__Potongan Dokumen__.
Selain berfungsi sebagai tempat berlindung dan sumber makanan bagi
berbagai jenis biota laut dan pantai (ikan, udang, kepiting, burung, dan
lain-lain), hutan mangrove, dune dan wetlands juga berfungsi
untuk menahan sedimentasi dari hulu, mereduksi konsentrasi zat-zat pencemar,
menahan laju abrasi yang disebabkan oleh gelombang laut serta banjir sehingga
kerusakan komponen pesisir akan mengakibatkan penurunan keanekaragaman hayati,
juga dapat menyebabkan penurunan kualitas lingkungan kawasan pesisir dan daerah
belakangnya.
Berdasarkan uraian tentang batasan
kawasan pesisir di atas, dapat disimpulkan bahwa ekosistem pesisir yang terdiri
atas komponen daratan dan lautan merupakan suatu ekosistem dinamis yang saling
berkaitan. Hal-hal tersebut hendaknya
dapat menjadi pertimbangan penting dalam perencanaan dan pengelolaan kawasan
pesisir untuk kemudian juga dikaitkan dengan konteks penataan ruang wilayah
yang berwawasan lingkungan.

__Data yang Ditampilkan__.
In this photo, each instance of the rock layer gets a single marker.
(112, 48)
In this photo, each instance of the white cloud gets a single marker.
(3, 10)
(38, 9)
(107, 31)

__Soal dan Tugas__.
**1)** Menurut potongan dokumen, ekosistem pesisir terdiri atas komponen apa saja?
**2)** Berdasarkan potongan dokumen, jelaskan mengapa kerusakan komponen pesisir bisa menurunkan keanekaragaman hayati dan kualitas lingkungan.

__Pembahasan Soal__.
**1)** Komponen daratan dan lautan.

**2)** Hutan mangrove, dune, dan wetlands menjadi tempat berlindung dan sumber makanan bagi berbagai biota laut dan pantai. Komponen ini juga menahan sedimentasi dari hulu, mengurangi konsentrasi zat pencemar, serta menahan laju abrasi akibat gelombang laut dan banjir. Kalau komponen ini rusak, fungsinya hilang, sehingga keanekaragaman hayati serta kualitas lingkungan kawasan pesisir dan daerah belakangnya ikut menurun.